RECORDS FOR THIS TASK ->
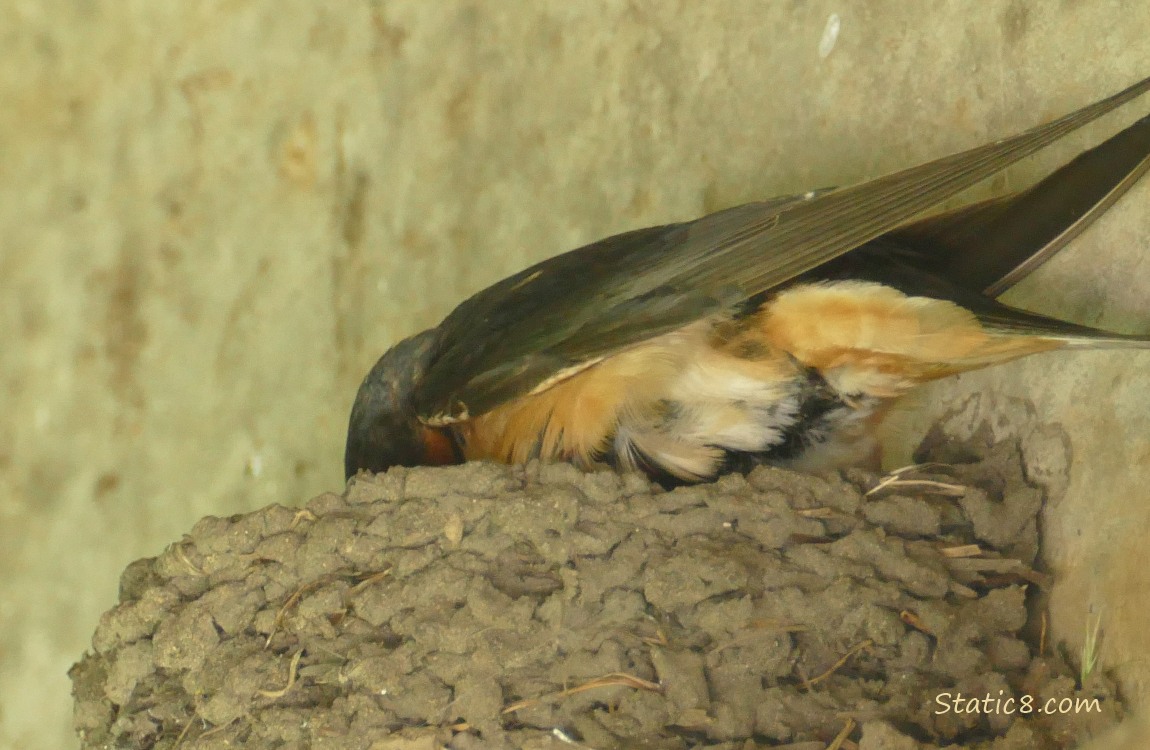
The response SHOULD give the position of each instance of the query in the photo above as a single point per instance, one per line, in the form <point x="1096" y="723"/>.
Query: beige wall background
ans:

...

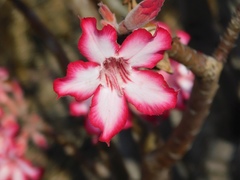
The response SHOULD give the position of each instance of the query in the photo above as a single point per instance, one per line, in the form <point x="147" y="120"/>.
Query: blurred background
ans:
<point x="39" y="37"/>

ASSIGNED TASK -> Copy out, from the material above, each line in which the string "position" is found.

RESPONSE ->
The response SHOULD give the position of each instance of the query in the photo above as a single point per instance, one per line, in the form <point x="1096" y="723"/>.
The response SHOULD give the position of each instance of the query in the photo above as a single point per instance, one per line, in the form <point x="147" y="120"/>.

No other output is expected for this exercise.